> _EXCERPT_:
= = = = = = =

OAK BLUFFS, Mass. >> The No. 2 leader of the Islamic State militant group was killed in a U.S. military airstrike in Iraq earlier this week, the White House said Friday.

Ned Price, a spokesman for the White House National Security Council, said Fadhil Ahmad al-Hayali was traveling in a vehicle near Mosul, in northern Iraq, when he was killed Tuesday.

As the senior deputy to IS leader Abu Bakr al-Baghdadi, al-Hayali was the primary coordinator for moving large amounts of weapons, explosives, vehicles and people between Iraq and Syria, where IS militants control vast amounts of territory.

The United States is leading a coalition of countries that have spent the past year striking at IS militants, weaponry and machinery from the air but has made little progress in meeting President Barack Obama’s goal to "degrade and destroy" the group, which has also beheaded hostages, including some Americans.

Al-Hayali oversaw the IS in Iraq, where he planned operations over the past two years, including an offensive the group launched in Mosul in June 2014. He was a member of al-Qaida in Iraq, the predecessor group to IS.

Also killed in Tuesday’s airstrike was an IS media operative known as Abu Abdullah.

Price characterized al-Hayali’s death as a blow to the organization because his influence spanned finance, media, operations and logistics for the group. But his removal from the scene is unlikely to affect IS operations or weaken the group and will most likely lead to even tighter security and secrecy around al-Baghdadi, whom Iraqi intelligence officials say has mostly kept out of sight since he was wounded in an Iraqi airstrike near the Syrian border.

= = = = = = =

> _EXTRACTED RECORDS_:

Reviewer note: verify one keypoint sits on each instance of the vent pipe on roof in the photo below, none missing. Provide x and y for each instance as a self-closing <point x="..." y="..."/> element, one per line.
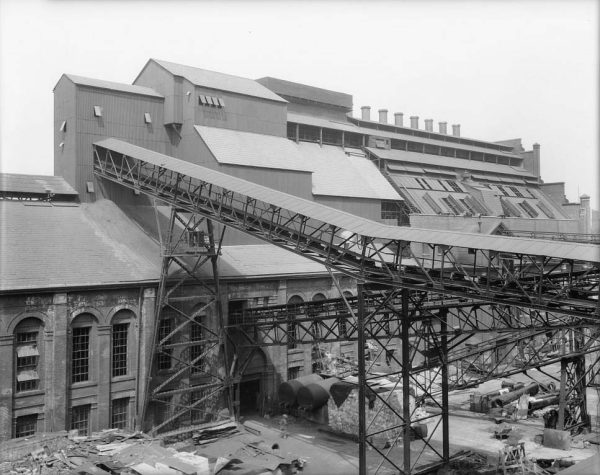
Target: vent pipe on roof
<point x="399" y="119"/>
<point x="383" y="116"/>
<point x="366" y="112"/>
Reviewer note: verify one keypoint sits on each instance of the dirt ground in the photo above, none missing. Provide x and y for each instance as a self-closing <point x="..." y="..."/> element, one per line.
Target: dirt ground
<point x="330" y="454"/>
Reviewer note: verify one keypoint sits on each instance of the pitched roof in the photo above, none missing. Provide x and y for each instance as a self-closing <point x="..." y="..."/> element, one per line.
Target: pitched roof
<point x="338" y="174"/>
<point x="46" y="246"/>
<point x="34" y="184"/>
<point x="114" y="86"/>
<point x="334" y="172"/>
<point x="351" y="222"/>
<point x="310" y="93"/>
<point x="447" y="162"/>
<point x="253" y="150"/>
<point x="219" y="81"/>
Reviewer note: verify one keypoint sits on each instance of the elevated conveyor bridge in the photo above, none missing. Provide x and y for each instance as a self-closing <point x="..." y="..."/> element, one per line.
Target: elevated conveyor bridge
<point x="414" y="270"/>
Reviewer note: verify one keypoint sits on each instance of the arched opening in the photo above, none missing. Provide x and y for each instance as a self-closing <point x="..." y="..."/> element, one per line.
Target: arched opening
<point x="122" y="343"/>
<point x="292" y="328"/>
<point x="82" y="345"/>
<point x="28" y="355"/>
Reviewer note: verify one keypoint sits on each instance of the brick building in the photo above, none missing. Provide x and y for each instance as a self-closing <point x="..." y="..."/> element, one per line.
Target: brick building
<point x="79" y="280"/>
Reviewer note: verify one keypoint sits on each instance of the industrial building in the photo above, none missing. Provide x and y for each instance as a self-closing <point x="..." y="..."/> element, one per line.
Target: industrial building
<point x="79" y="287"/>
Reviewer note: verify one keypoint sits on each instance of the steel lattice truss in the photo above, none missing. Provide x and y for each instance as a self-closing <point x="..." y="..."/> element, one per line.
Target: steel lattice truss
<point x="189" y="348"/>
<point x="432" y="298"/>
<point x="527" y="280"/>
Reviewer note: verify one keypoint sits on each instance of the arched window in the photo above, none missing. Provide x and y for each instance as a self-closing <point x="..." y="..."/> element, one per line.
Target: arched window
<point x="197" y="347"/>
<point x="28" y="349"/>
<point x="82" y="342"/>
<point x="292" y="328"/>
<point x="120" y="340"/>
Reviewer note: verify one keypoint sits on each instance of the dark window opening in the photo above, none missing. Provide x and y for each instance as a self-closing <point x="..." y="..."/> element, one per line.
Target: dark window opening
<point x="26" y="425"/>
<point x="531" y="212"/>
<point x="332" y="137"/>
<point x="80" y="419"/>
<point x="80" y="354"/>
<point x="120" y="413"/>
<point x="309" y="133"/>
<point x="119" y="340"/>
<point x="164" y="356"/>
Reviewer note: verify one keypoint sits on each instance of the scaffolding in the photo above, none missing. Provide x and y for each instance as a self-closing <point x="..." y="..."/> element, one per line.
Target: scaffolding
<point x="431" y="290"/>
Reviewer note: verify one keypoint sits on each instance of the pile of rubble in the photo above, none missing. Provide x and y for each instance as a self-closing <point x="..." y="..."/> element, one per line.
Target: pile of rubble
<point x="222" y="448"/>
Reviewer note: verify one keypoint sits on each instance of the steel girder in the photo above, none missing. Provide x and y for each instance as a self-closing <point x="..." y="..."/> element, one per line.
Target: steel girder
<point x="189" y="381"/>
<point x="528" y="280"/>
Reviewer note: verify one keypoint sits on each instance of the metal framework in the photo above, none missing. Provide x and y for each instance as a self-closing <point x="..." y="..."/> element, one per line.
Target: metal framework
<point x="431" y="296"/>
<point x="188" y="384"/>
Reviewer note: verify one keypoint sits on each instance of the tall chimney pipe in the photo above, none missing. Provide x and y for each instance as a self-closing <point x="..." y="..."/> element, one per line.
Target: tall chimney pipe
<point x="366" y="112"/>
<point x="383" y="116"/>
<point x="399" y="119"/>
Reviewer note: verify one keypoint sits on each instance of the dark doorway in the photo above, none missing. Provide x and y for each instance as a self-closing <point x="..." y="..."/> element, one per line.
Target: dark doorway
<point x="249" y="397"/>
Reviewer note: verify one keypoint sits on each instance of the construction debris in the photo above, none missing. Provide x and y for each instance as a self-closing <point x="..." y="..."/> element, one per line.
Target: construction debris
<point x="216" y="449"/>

= = = = = = =

> _THE PROBLEM_:
Answer these questions from the airstrike report:
1. Where was al-Hayali when he was killed?
2. Who else died in the same airstrike?
3. What predecessor group to IS had al-Hayali belonged to?

> _ANSWER BOX_:
1. In a vehicle near Mosul, in northern Iraq.
2. An IS media operative known as Abu Abdullah.
3. Al-Qaida in Iraq.